**EXERCISE A:**
Answer these questions using the § 1983 limitations passage:
(i) How long is Pennsylvania's statute of limitations for personal-injury torts?
(ii) In what month and year did Officer Schmidt issue the traffic citations?
(iii) According to the plaintiffs, which court's order dismissed the citations?
**EXERCISE B:** Name every court case cited by name in the § 1983 limitations passage.
**EXERCISE C:**
Decide whether each statement agrees with the § 1983 limitations passage. Answer yes or no, and quote the words that decide it.
(i) Section 1983 creates substantive rights.
(ii) A malicious prosecution claim accrues on the date the criminal proceedings resolve in the plaintiff's favor.
(iii) Section 1983 supplies its own statute of limitations.

The plaintiffs have brought their claims in this case under 42 U.S.C. § 1983, a federal civil rights statute. Section 1983 does not create substantive rights. Dique v. New Jersey State Police , 603 F.3d 181, 185 (3d Cir. 2010). Instead, the statute provides a federal cause of action for the violation of a federal right. Id . However, section 1983 does not provide a statute of limitations; instead, state law provides the statute of limitations that is applicable to a claim brought under § 1983. Id . A claim brought pursuant to § 1983 is characterized as a personal-injury claim and is accordingly governed by the applicable state's statute of limitations governing personal-injury actions. Id .; see also Cito v. Bridgewater Twp. Police Dep't , 892 F.2d 23, 25 (3d Cir. 1989). In this case, there is no question that Pennsylvania state law is applicable here, and Pennsylvania law mandates a two-year statute of limitations for personal-injury torts. See 42 Pa. Cons. Stat. Ann. § 5524; see also Sameric Corp. of Delaware, Inc. v. City of Philadelphia , 142 F.3d 582, 599 (3d Cir. 1998) ("[B]ecause Pennsylvania's statute of limitations for personal injury is two years... Sameric's [§ 1983] claims are subject to a two-year statute of limitations."). An action brought pursuant to § 1983 accrues "when the plaintiff knew or should have known of the injury upon which its action is based." Sameric Corp. , 142 F.3d at 599.

The plaintiffs seem to be alleging that the traffic citations that Officer Schmidt issued in July 2011 constituted a form of malicious prosecution, and thus suggest that they are bringing a claim for violations of Kamar Samuels's rights under the Fourth Amendment to the United States Constitution. To the extent that is the theory under which the plaintiffs are proceeding, the malicious prosecution claim would not be untimely simply because the traffic citations that form the basis for the action were issued more than two years before this action commenced. The Third Circuit has explained that claims for malicious prosecution do not accrue until the date on which the criminal proceedings resolve in the plaintiff's favor. See Rose v. Bartle , 871 F.2d 331, 348 (3d Cir. 1989); see also Deary v. Three Un-named Police Officers , 746 F.2d 185, 197 n.16 (3d Cir. 1984). Because the plaintiffs have alleged that the traffic citations were not dismissed until August 2012, through an order of the Pennsylvania Superior Court, these cases instruct that Kamar Samuels's claims predicated on the issuance of the citations would not have accrued until the citations were set aside. Because the citations were set aside in August 2012, and because this action was brought less than two years later, any § 1983 claims based on the July 2011 traffic citations would not be time-barred.

However, even if these claims are not time-barred, they nonetheless fail as a matter of law, and are otherwise subject to principles of res judicata.

**Records of labeled points:**
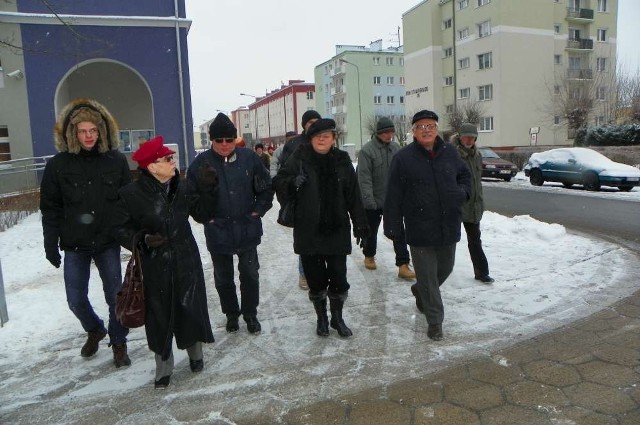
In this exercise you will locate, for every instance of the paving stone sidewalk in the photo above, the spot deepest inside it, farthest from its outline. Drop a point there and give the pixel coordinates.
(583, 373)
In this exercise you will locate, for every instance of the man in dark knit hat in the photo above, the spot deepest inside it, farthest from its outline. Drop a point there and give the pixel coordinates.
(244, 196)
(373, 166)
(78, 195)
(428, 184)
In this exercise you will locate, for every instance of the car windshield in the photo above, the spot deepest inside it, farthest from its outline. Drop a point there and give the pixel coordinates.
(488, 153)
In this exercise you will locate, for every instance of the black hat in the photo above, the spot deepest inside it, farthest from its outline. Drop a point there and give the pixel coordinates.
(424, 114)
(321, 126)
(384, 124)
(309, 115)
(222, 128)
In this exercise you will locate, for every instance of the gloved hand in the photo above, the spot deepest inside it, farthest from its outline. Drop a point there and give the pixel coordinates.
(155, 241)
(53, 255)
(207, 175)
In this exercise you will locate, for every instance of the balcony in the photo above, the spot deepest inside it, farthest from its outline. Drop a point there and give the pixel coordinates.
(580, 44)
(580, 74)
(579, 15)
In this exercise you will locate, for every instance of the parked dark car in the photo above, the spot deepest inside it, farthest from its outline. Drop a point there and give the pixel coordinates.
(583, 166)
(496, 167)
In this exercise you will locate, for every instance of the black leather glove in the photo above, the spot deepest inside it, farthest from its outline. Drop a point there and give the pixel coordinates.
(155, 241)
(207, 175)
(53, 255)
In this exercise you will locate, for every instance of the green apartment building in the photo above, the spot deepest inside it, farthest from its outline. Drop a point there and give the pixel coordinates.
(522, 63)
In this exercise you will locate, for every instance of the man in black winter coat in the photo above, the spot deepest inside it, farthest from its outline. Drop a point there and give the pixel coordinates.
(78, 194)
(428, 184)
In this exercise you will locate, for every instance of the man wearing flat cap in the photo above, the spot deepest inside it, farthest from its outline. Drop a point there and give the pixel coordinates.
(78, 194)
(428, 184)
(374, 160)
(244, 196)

---

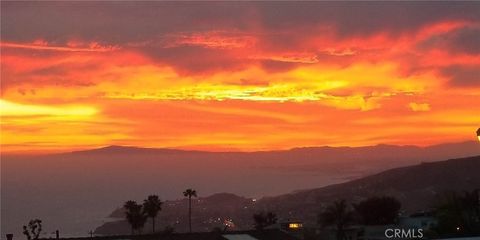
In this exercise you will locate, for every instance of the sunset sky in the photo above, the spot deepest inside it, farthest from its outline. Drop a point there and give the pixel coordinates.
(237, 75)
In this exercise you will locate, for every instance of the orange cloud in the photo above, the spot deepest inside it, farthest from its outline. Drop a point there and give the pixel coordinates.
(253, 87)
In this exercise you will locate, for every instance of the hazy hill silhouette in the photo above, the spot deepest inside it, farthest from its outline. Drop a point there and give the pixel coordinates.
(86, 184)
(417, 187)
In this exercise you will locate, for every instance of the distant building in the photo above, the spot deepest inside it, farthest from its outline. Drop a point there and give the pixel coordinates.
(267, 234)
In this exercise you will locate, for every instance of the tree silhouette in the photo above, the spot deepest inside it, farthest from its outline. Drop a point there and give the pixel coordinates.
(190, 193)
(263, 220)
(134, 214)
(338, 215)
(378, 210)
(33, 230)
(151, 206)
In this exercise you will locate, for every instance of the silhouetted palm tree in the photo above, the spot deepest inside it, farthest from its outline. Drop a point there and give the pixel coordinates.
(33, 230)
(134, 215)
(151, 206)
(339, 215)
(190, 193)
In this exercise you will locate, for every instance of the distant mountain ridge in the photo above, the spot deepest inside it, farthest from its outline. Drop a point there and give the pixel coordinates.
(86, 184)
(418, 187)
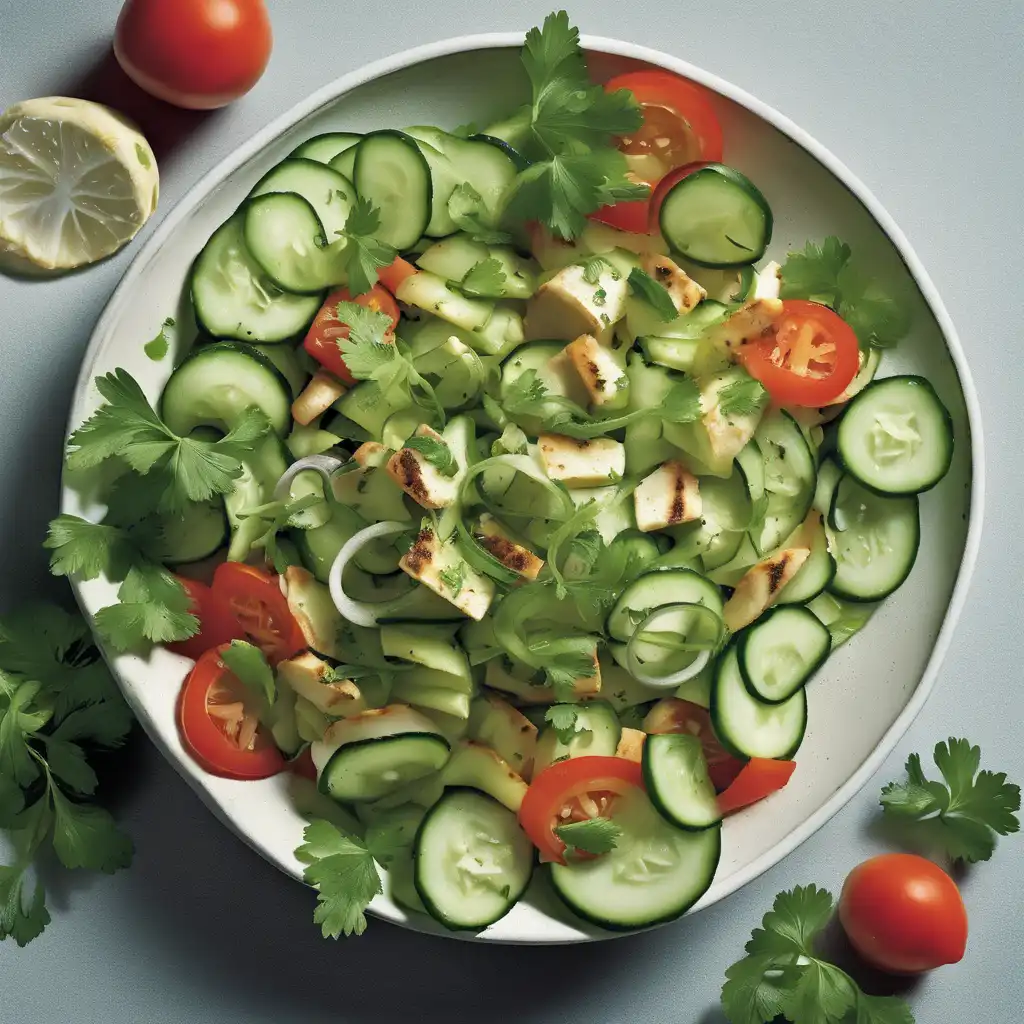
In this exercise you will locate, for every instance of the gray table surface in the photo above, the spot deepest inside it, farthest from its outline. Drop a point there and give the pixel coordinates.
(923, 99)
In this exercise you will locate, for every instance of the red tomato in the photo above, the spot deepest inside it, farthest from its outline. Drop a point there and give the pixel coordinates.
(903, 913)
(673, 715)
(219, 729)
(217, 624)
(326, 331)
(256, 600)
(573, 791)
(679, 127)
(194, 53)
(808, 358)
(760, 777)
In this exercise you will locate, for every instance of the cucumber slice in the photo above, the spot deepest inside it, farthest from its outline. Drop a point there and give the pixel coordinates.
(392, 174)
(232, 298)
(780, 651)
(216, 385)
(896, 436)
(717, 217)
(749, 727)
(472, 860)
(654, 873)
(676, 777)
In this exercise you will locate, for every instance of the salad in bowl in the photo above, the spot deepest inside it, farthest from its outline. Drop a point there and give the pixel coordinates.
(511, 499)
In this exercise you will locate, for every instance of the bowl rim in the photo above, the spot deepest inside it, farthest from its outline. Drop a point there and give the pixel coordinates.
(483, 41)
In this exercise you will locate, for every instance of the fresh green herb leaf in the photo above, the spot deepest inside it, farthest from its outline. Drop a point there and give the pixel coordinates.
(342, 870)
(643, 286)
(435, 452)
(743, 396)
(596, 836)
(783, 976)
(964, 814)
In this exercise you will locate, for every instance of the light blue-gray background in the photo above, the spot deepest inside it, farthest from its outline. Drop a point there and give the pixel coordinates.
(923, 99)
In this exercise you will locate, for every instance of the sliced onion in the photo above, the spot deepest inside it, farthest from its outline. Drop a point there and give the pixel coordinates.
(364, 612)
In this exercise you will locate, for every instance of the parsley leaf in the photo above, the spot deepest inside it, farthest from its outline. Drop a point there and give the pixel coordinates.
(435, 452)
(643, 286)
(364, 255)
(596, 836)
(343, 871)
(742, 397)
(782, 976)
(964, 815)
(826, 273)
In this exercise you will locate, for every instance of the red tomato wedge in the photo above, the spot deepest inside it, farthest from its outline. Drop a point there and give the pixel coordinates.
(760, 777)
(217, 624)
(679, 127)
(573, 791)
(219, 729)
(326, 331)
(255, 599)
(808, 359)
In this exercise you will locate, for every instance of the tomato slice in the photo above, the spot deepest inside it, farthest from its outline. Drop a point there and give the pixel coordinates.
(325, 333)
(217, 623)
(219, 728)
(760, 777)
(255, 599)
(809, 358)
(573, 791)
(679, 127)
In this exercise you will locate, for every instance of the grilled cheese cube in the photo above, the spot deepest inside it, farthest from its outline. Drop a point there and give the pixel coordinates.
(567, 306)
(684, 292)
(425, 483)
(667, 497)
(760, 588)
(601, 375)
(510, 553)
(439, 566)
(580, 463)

**FINAL RESULT A:**
(i) Two years.
(ii) July 2011.
(iii) The Pennsylvania Superior Court.

**FINAL RESULT B:**
- Dique v. New Jersey State Police
- Cito v. Bridgewater Twp. Police Dep't
- Sameric Corp. of Delaware, Inc. v. City of Philadelphia
- Rose v. Bartle
- Deary v. Three Un-named Police Officers

**FINAL RESULT C:**
(i) No: "Section 1983 does not create substantive rights."
(ii) Yes: "claims for malicious prosecution do not accrue until the date on which the criminal proceedings resolve in the plaintiff's favor"
(iii) No: "section 1983 does not provide a statute of limitations"